-- MATERIAL SUPPLIED follows --

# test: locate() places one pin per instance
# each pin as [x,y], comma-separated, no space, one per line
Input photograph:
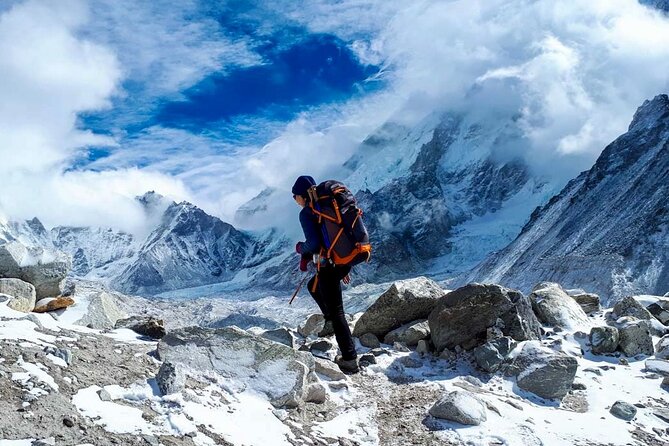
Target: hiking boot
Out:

-- MATERIAL SUPPLIED concluded --
-- MATERIAL SUPPLIED follows --

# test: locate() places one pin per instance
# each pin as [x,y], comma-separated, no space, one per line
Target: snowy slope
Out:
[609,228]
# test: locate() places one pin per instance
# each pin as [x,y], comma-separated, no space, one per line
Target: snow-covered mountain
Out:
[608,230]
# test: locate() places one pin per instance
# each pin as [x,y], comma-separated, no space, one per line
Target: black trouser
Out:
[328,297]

-- MATERIAL SUPPLIED concluded --
-- MATERIAL SUPPLIED follows --

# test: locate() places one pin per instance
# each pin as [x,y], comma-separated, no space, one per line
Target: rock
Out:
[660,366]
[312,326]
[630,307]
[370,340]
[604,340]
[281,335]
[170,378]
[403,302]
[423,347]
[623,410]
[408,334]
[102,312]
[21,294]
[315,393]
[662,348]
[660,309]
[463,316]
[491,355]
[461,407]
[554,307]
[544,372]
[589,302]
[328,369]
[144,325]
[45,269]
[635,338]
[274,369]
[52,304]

-- MATERIAL SUPPLIED concluded --

— ASSIGNED TASK —
Wherever the string "Target" occurs in the data, copy the line that holds it.

— ANSWER BOX —
Target: hiking boot
Target: snowy slope
Target: snow-covered mountain
Target: black trouser
Target: rock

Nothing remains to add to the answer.